* **What to work on**: Write a continuation of the article on whether cash-out refinances cost more, starting right after its last sentence.

* **Document segment**:
******************************

Do Cash-Out Refinances Cost More?

The last thing homeowners want is to spend more on their homes. When researching cash-out refinance rates, it’s important to determine whether the refi will actually cost more than other kinds of refinancing. There are many factors to consider when answering this question. Here are some things to keep in mind:


Interest Rates

 A cash-out refi is a process of replacing your current mortgage on your home with a loan that is bigger. Homeowners are able to take the extra money and use it for whatever they would like. Alternatively, there is also what is known as “rate and term” loans, where the new mortgage would offer lower interest rates or better terms than your current loan. In general, cash-out refinance loans usually have a higher interest rate, because they offer more risk to the lender. Sometimes, homeowners will have to pay for added points for cash-out refis, as well.


Will You Save Overall?

 Determining what kind of loan you should seek is a big-picture financial question. If you are simply looking to reduce your monthly payment or be able to pay off your home faster, a rate and term loan would be less expensive overall. But if you want to use your cash-out refi to pay off high-interest credit card debt, medical bills, or student loans, you may save money in the end. Financial experts warn against using the money from a cash-out refi for things like fancy vacations or spending sprees. It’s also risky (but a risk that may pay off) to use the cash for a business venture. However, if you’re planning substantial home improvements, you may discover attractive tax benefits. If you plan accordingly, you can reduce your overall debt and costs.

******************************

* **Material shown**:
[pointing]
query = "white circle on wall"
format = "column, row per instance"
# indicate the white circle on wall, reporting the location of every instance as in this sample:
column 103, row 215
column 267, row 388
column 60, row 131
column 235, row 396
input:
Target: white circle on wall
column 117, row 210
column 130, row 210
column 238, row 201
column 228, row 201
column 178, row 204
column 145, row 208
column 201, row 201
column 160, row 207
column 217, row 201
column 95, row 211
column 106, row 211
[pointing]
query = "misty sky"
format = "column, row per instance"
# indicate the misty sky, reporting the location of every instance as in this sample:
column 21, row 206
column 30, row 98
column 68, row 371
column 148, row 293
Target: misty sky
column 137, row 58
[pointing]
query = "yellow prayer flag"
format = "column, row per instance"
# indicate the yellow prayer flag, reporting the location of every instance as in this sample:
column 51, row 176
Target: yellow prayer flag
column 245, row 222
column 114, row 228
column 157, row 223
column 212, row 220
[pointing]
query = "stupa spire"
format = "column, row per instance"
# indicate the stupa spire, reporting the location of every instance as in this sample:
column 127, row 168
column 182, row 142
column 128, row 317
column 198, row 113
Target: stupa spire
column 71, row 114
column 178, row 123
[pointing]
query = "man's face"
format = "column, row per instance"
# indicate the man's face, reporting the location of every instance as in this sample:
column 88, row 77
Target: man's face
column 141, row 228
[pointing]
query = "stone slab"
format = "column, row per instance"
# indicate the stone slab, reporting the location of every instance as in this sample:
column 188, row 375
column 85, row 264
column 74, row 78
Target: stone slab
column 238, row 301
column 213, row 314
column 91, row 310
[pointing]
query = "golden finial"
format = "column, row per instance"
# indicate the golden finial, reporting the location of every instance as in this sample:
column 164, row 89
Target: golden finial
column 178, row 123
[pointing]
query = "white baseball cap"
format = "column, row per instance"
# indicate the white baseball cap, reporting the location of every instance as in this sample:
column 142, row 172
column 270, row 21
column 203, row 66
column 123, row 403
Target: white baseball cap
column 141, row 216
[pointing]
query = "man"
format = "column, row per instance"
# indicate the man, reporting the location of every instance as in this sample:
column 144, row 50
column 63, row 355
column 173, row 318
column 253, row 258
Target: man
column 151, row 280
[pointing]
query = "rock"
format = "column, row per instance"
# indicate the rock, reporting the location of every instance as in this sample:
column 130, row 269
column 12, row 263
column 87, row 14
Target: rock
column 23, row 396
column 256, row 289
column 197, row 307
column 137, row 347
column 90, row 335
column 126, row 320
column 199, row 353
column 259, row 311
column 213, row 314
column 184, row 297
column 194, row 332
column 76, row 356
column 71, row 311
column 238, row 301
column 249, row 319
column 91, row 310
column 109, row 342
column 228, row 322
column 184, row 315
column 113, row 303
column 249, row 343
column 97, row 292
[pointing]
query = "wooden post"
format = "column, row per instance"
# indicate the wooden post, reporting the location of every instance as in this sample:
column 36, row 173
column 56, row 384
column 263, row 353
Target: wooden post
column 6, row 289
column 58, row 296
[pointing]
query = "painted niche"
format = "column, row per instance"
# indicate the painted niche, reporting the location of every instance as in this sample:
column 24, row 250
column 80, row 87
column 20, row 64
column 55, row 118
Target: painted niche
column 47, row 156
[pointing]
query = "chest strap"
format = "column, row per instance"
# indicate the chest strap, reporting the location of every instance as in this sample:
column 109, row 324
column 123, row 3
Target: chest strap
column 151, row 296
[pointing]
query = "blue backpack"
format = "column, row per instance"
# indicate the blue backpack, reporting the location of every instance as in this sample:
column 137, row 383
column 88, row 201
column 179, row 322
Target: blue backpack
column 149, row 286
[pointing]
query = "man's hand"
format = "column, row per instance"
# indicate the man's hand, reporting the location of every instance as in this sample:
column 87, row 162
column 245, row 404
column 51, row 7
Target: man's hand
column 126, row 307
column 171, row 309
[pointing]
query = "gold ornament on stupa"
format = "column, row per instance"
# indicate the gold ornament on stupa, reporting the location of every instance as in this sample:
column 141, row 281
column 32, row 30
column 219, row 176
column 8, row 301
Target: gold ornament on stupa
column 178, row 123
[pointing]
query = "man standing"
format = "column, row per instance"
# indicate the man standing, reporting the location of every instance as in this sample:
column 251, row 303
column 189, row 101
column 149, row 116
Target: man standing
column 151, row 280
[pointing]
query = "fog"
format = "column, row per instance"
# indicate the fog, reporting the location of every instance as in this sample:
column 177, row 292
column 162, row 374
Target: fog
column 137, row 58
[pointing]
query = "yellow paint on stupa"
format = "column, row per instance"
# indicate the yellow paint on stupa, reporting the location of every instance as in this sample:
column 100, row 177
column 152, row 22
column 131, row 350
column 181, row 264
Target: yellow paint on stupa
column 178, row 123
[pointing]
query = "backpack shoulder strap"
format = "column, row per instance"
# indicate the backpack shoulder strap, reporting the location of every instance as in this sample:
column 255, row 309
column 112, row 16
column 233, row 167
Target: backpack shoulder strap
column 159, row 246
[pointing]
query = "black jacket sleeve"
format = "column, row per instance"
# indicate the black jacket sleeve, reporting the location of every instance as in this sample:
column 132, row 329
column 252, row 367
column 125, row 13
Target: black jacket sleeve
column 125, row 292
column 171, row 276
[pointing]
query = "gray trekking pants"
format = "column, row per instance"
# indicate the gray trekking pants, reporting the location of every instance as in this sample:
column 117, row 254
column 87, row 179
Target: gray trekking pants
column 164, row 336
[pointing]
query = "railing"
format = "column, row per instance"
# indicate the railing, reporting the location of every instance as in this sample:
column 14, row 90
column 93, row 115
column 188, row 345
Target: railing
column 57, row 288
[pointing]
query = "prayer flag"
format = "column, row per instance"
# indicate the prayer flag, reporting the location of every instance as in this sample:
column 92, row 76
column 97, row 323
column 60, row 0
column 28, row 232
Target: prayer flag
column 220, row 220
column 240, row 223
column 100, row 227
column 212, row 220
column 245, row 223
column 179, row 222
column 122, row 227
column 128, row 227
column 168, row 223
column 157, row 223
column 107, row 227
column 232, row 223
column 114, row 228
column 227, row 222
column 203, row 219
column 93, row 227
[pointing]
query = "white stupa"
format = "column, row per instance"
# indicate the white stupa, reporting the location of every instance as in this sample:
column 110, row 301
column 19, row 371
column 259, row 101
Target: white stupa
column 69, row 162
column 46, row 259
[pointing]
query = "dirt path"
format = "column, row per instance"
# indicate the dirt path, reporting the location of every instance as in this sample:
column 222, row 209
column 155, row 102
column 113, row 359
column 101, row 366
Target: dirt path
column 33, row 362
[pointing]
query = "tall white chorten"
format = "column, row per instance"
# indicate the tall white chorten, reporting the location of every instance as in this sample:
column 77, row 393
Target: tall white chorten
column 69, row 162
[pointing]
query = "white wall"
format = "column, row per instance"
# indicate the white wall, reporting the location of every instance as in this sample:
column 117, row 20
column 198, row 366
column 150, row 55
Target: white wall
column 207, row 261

******************************

* **Result of the exercise**:
Closing Costs Are Similar

 When it comes to cash-out refinancing and a more traditional rate and term loan, the closing costs will be similar. However, if you are taking out a larger loan, keep in mind that some of the costs will operate as a percentage of your loan. That means that a traditional refinancing will be slightly less expensive in terms of fees just because it is a smaller amount. Be sure to talk to your lender so that there are no surprises when it’s time to sign the papers. Some loans will allow you to roll these costs into your monthly payment, but they will always be something to consider.